▶ _REQUIREMENTS_: Rewrite the stretch from the start of the lines through the line containing "[142,121,384,269]", including that line, keeping every request unchanged but multiplying each bounding box coordinate in the answers by 2.3 and rounding to whole numbers, with halves rounded up.

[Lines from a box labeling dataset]
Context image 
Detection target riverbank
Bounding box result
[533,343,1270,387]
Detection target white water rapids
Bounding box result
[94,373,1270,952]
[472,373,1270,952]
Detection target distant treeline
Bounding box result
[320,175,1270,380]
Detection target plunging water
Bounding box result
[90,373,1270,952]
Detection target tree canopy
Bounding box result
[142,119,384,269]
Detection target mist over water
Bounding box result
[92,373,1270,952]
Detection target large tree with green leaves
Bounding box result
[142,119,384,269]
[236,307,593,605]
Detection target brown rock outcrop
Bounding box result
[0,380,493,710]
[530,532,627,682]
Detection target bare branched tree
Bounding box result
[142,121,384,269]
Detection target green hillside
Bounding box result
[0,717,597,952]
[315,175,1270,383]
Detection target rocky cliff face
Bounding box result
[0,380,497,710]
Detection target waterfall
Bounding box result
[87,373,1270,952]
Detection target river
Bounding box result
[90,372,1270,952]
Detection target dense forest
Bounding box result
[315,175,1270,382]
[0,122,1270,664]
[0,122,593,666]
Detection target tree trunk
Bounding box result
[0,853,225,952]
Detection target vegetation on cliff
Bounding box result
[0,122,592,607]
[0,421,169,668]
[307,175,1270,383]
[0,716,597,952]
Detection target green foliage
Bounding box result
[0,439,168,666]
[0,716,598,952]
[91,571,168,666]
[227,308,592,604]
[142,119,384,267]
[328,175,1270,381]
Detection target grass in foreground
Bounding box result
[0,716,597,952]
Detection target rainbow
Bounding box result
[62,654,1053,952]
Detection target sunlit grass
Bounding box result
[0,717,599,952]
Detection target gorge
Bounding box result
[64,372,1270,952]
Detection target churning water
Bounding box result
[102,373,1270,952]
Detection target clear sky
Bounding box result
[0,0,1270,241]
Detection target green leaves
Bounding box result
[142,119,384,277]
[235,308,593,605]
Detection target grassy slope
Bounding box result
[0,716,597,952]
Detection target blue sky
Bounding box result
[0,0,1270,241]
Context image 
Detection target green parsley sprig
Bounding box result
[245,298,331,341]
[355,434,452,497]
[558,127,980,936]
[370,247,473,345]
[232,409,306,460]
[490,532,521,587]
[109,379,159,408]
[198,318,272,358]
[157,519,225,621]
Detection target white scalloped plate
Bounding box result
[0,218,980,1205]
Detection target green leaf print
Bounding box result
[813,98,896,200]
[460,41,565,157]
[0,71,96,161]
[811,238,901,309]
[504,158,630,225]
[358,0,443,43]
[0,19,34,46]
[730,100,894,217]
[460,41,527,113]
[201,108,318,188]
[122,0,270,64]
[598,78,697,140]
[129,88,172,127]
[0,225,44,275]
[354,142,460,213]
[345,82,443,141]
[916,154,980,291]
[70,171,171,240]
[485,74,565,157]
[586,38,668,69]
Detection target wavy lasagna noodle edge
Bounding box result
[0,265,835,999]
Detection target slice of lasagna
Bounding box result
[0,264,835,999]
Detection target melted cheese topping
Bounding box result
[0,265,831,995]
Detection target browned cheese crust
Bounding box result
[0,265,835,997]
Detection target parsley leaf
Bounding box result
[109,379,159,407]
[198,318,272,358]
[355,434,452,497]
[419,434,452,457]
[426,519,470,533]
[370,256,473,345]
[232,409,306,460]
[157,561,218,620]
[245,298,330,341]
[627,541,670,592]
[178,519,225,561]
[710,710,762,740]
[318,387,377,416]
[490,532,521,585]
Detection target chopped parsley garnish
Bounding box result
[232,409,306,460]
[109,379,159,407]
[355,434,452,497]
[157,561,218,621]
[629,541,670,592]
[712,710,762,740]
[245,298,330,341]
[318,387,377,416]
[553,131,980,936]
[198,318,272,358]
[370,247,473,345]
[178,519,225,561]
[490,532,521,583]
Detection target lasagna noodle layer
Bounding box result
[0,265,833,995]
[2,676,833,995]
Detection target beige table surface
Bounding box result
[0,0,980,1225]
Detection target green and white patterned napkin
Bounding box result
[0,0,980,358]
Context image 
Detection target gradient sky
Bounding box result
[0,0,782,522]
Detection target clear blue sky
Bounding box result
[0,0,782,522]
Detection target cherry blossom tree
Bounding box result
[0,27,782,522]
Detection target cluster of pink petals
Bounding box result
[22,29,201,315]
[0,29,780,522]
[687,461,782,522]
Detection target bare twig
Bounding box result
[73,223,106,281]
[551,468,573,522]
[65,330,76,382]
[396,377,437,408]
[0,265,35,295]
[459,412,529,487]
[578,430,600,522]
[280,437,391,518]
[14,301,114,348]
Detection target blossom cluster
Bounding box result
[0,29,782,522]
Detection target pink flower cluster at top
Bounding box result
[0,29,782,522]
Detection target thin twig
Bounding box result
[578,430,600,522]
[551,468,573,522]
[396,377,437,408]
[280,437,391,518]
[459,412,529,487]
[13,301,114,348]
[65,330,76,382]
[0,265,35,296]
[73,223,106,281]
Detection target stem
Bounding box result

▶ _RESPONSE TO THIS TASK_:
Context image 
Detection target riverbank
Bounding box result
[1226,789,2921,890]
Detection target white water rapids
Bounding box result
[216,858,2921,2190]
[1086,858,2921,2190]
Detection target distant treeline
Bounding box result
[736,403,2921,874]
Detection target plunging water
Bounding box result
[207,858,2921,2190]
Detection target tree canopy
Bounding box result
[327,274,883,619]
Detection target mist over water
Bounding box result
[212,858,2921,2190]
Detection target large tree with green leaves
Bounding box result
[327,274,883,619]
[543,706,1364,1392]
Detection target brown rock outcrop
Bounding box result
[0,874,1134,1633]
[1219,1224,1442,1569]
Detection target bare branched tree
Bounding box result
[327,278,883,619]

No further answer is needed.